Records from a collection
* * * * * * *
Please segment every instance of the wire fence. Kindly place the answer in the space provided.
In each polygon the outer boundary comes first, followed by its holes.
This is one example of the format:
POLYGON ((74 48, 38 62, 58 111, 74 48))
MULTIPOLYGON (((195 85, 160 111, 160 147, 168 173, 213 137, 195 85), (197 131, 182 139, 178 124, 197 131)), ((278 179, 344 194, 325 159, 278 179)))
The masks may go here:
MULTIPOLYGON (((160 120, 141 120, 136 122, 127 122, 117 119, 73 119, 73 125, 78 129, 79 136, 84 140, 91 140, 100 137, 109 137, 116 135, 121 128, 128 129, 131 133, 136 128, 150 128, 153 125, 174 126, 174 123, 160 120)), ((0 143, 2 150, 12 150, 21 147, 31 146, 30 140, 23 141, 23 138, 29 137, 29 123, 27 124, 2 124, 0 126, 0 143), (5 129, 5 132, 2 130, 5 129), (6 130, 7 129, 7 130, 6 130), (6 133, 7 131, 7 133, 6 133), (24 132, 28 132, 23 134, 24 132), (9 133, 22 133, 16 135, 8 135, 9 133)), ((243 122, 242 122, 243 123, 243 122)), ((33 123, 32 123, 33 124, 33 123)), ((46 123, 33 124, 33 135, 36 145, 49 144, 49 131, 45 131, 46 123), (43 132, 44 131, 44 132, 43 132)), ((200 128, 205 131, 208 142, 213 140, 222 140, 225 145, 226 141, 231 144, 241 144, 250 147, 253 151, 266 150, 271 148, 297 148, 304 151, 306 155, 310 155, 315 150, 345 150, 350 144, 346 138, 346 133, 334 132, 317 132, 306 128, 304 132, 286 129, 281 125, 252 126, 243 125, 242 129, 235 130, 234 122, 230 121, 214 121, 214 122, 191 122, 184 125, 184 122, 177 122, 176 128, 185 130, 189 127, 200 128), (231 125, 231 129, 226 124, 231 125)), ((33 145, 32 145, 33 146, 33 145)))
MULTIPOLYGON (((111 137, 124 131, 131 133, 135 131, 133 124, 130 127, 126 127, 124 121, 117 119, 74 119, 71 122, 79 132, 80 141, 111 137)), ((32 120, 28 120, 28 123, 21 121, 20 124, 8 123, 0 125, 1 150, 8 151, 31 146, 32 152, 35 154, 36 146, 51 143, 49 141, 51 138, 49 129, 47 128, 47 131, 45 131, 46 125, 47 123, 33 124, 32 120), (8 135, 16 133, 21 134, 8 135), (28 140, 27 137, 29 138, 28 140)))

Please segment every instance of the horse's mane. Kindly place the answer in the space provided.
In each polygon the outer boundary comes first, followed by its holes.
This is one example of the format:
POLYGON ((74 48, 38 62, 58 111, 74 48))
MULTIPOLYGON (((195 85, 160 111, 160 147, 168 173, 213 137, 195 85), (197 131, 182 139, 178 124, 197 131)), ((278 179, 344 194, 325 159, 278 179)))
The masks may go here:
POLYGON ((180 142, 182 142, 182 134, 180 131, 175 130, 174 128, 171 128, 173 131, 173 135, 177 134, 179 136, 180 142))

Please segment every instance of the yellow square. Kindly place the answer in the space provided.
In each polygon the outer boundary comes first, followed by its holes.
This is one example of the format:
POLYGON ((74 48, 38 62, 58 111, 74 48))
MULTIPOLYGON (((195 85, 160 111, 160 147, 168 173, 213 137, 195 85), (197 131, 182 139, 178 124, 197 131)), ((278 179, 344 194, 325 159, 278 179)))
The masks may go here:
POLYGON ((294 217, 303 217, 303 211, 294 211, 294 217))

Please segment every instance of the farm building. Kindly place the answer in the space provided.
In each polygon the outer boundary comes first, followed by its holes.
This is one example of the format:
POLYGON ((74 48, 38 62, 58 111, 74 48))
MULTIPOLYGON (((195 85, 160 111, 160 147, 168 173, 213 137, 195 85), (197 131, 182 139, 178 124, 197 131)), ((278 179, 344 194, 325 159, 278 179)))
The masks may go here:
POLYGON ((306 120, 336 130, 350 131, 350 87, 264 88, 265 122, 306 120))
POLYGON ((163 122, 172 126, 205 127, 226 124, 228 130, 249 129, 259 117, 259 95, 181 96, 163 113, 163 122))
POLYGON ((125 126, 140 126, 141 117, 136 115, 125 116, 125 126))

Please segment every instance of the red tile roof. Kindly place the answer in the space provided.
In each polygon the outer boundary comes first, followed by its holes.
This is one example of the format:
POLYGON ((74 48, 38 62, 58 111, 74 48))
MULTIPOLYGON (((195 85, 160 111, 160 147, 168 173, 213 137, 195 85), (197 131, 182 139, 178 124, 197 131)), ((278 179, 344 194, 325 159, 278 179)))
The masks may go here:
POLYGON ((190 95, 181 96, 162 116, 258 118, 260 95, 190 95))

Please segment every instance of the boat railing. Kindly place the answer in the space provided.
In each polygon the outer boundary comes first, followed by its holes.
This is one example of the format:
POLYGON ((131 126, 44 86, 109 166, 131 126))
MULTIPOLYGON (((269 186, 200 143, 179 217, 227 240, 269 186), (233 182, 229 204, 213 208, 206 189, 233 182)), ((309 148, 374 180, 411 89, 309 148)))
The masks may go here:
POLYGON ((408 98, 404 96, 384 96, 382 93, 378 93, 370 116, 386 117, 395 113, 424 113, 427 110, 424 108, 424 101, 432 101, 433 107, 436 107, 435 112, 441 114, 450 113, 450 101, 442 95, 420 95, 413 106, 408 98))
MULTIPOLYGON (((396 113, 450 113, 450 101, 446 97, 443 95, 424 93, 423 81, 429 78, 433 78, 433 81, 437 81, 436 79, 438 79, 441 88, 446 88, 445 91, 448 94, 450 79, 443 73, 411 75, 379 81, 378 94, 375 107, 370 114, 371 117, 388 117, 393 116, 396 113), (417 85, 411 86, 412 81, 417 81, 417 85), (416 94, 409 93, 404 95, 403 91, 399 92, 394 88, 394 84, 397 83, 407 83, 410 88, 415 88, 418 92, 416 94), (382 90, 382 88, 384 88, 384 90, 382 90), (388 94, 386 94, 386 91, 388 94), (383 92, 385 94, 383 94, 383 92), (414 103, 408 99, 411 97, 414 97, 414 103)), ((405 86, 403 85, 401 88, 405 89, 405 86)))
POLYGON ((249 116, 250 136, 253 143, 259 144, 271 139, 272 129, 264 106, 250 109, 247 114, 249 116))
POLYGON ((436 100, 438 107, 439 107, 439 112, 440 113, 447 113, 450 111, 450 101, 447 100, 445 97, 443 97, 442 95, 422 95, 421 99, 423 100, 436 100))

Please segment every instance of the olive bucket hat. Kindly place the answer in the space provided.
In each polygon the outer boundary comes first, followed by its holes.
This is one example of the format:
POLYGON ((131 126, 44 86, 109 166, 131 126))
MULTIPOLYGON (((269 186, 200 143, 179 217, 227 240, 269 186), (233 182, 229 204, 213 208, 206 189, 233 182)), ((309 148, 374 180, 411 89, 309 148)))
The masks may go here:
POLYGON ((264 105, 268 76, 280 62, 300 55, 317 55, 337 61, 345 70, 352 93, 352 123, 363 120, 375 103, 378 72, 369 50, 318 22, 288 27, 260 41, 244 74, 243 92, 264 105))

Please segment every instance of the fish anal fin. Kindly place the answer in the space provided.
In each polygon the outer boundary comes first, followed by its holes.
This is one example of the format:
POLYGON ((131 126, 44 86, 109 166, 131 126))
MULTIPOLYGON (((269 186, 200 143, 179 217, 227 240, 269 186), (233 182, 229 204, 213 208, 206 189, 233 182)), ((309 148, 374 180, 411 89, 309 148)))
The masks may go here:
* * * * * * *
**Task details**
Set down each record above without changing a single word.

**Solution below**
Please segment every instance of the wire fence. Kindly place the answer in the space provided.
In each polygon the outer boundary comes first, followed by its holes.
This is one example of the format:
POLYGON ((74 48, 38 62, 58 111, 74 48))
MULTIPOLYGON (((195 85, 160 111, 160 147, 168 173, 213 137, 195 85), (197 131, 182 139, 178 124, 197 131)), ((278 179, 344 194, 325 159, 278 179)))
The masks may go here:
MULTIPOLYGON (((160 120, 141 120, 136 122, 127 122, 117 119, 73 119, 73 125, 78 129, 79 136, 84 140, 91 140, 100 137, 109 137, 116 135, 121 128, 128 129, 131 133, 136 128, 150 128, 153 125, 174 126, 174 123, 160 120)), ((0 143, 2 150, 12 150, 21 147, 31 146, 30 140, 23 141, 23 138, 29 137, 29 123, 27 124, 2 124, 0 126, 0 143), (5 129, 5 132, 2 130, 5 129), (6 130, 7 129, 7 130, 6 130), (6 133, 7 131, 7 133, 6 133), (24 132, 28 132, 23 134, 24 132), (9 133, 22 133, 16 135, 8 135, 9 133)), ((243 122, 242 122, 243 123, 243 122)), ((33 123, 32 123, 33 124, 33 123)), ((46 123, 33 124, 33 135, 36 145, 49 144, 49 131, 45 131, 46 123), (43 132, 44 131, 44 132, 43 132)), ((200 128, 205 131, 208 142, 213 140, 222 140, 225 145, 226 141, 231 144, 241 144, 250 147, 253 151, 266 150, 271 148, 297 148, 304 151, 306 155, 310 155, 315 150, 345 150, 350 144, 346 138, 346 133, 334 132, 317 132, 306 128, 304 132, 286 129, 281 125, 252 126, 243 125, 242 129, 235 130, 234 122, 230 121, 214 121, 214 122, 191 122, 184 125, 184 122, 177 122, 176 128, 185 130, 189 127, 200 128), (231 125, 231 129, 226 124, 231 125)), ((33 145, 32 145, 33 146, 33 145)))
MULTIPOLYGON (((111 137, 124 131, 131 133, 135 131, 133 124, 130 127, 126 127, 124 121, 117 119, 74 119, 71 122, 79 132, 80 141, 111 137)), ((32 120, 28 120, 28 123, 21 121, 20 124, 8 123, 0 125, 1 150, 8 151, 31 146, 32 152, 35 154, 36 146, 51 143, 49 141, 51 138, 49 129, 47 128, 47 131, 45 131, 46 125, 47 123, 33 124, 32 120), (8 135, 16 133, 21 134, 8 135), (28 140, 27 137, 29 138, 28 140)))

Please segment every instance of the horse's mane. Kindly place the answer in the space provided.
In each polygon the outer boundary comes first, followed by its holes.
This is one example of the format:
POLYGON ((74 48, 38 62, 58 111, 74 48))
MULTIPOLYGON (((195 85, 160 111, 160 147, 168 173, 213 137, 195 85), (197 131, 182 139, 178 124, 197 131)), ((278 179, 344 194, 325 159, 278 179)))
The masks may go here:
POLYGON ((180 142, 182 142, 182 134, 180 131, 175 130, 174 128, 171 128, 173 131, 173 135, 177 134, 179 136, 180 142))

Please segment every instance of the yellow square. Kindly place the answer in the space provided.
In each polygon the outer boundary comes first, followed by its holes.
This is one example of the format:
POLYGON ((74 48, 38 62, 58 111, 74 48))
MULTIPOLYGON (((195 85, 160 111, 160 147, 168 173, 213 137, 195 85), (197 131, 182 139, 178 124, 197 131)), ((278 179, 344 194, 325 159, 278 179)))
The masks may go here:
POLYGON ((294 217, 303 217, 303 211, 294 211, 294 217))

Please segment every instance of the farm building. Kindly place the answer in the space provided.
In each polygon the outer boundary comes first, followed by its holes.
This is one example of the format:
POLYGON ((74 48, 38 62, 58 111, 74 48))
MULTIPOLYGON (((195 85, 160 111, 160 147, 168 173, 213 137, 195 85), (197 131, 182 139, 178 124, 197 131)), ((278 179, 344 194, 325 159, 278 179)))
The masks may go here:
POLYGON ((306 120, 336 130, 350 131, 350 87, 264 88, 265 122, 306 120))
POLYGON ((163 122, 172 126, 205 127, 226 124, 228 130, 249 129, 259 117, 259 95, 181 96, 163 113, 163 122))
POLYGON ((125 126, 140 126, 141 117, 136 115, 125 116, 125 126))

Please segment every instance of the red tile roof. Kindly place the answer in the space provided.
In each polygon the outer boundary comes first, followed by its holes.
This is one example of the format:
POLYGON ((74 48, 38 62, 58 111, 74 48))
MULTIPOLYGON (((195 85, 160 111, 160 147, 168 173, 213 137, 195 85), (197 131, 182 139, 178 124, 197 131)), ((278 179, 344 194, 325 159, 278 179)))
The masks may go here:
POLYGON ((190 95, 181 96, 162 116, 258 118, 260 95, 190 95))

Please segment every instance of the boat railing. Kindly place the answer in the space provided.
In each polygon the outer boundary comes first, followed by its holes.
This is one example of the format:
POLYGON ((131 126, 44 86, 109 166, 131 126))
MULTIPOLYGON (((269 186, 200 143, 179 217, 227 240, 269 186), (233 182, 229 204, 213 208, 206 189, 233 182)), ((309 148, 374 180, 411 89, 309 148)))
The masks may go here:
POLYGON ((408 98, 404 96, 384 96, 382 93, 378 93, 370 116, 386 117, 395 113, 424 113, 427 110, 424 108, 424 101, 432 101, 433 107, 436 107, 435 112, 441 114, 450 113, 450 101, 442 95, 420 95, 413 106, 408 98))
MULTIPOLYGON (((396 113, 450 113, 450 101, 446 97, 443 95, 424 93, 423 81, 429 78, 433 78, 433 81, 437 81, 436 79, 438 79, 441 88, 446 88, 445 91, 448 94, 450 79, 443 73, 411 75, 379 81, 378 94, 375 107, 370 114, 371 117, 388 117, 393 116, 396 113), (417 85, 411 86, 412 81, 417 81, 417 85), (416 94, 409 93, 404 95, 403 91, 399 92, 394 88, 394 84, 397 83, 407 83, 410 88, 415 88, 418 92, 416 94), (382 90, 382 88, 384 88, 384 90, 382 90), (388 94, 386 94, 386 91, 388 94), (383 92, 385 94, 383 94, 383 92), (414 103, 408 99, 411 97, 414 97, 414 103)), ((405 86, 403 85, 401 88, 405 89, 405 86)))
POLYGON ((249 116, 250 136, 253 143, 259 144, 271 139, 272 129, 264 106, 250 109, 247 114, 249 116))
POLYGON ((436 100, 438 107, 439 107, 439 112, 440 113, 447 113, 450 111, 450 101, 447 100, 445 97, 443 97, 442 95, 422 95, 421 99, 423 100, 436 100))

Please segment every instance of the olive bucket hat. Kindly place the answer in the space provided.
In each polygon the outer boundary comes first, followed by its holes.
This is one example of the format:
POLYGON ((131 126, 44 86, 109 166, 131 126))
MULTIPOLYGON (((269 186, 200 143, 179 217, 227 240, 269 186), (233 182, 229 204, 213 208, 206 189, 233 182)), ((309 148, 374 180, 411 89, 309 148)))
The masks may go here:
POLYGON ((264 105, 268 76, 280 62, 300 55, 317 55, 337 61, 345 70, 352 93, 352 123, 363 120, 375 103, 378 72, 369 50, 318 22, 288 27, 260 41, 244 74, 243 92, 264 105))

Please segment every instance of the fish anal fin. Kindly place the answer in the space provided.
In each polygon the outer boundary comes first, followed by its holes.
This is one example of the format:
POLYGON ((131 126, 44 86, 109 166, 131 126))
MULTIPOLYGON (((269 186, 200 143, 179 217, 227 240, 269 186), (233 182, 229 204, 213 208, 206 189, 233 182)), ((309 148, 374 180, 411 89, 309 148)))
The masks may go here:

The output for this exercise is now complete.